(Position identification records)
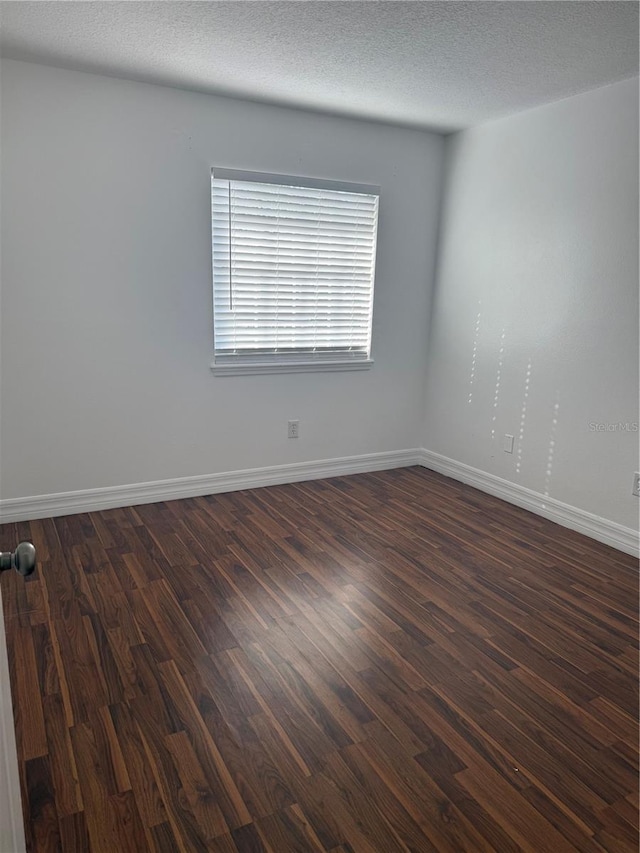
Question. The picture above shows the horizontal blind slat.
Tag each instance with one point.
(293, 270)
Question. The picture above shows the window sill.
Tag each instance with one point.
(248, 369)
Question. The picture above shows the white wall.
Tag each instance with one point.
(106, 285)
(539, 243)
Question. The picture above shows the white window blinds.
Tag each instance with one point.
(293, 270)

**TASK**
Render every line of the listing above as a Markdown table with the columns Number and Record line, one numbered row per line, omitting blank lines. Leave the pictures out of the table.

**CORRECT OUTPUT**
| Number | Record line |
|---|---|
| 1 | Question. The picture above shows the horizontal blind slat. |
| 2 | Tag each instance with one point. |
| 3 | (293, 270) |
| 4 | Question. The picture above shows the window sill. |
| 5 | Tag each instance with one point. |
| 6 | (248, 369) |
| 7 | Question. The picture above shows the white wall. |
| 8 | Tag each instance with one point. |
| 9 | (106, 285) |
| 10 | (539, 243) |
| 11 | Question. The picture above shows the white window blinds. |
| 12 | Tag each instance with one point. |
| 13 | (293, 270) |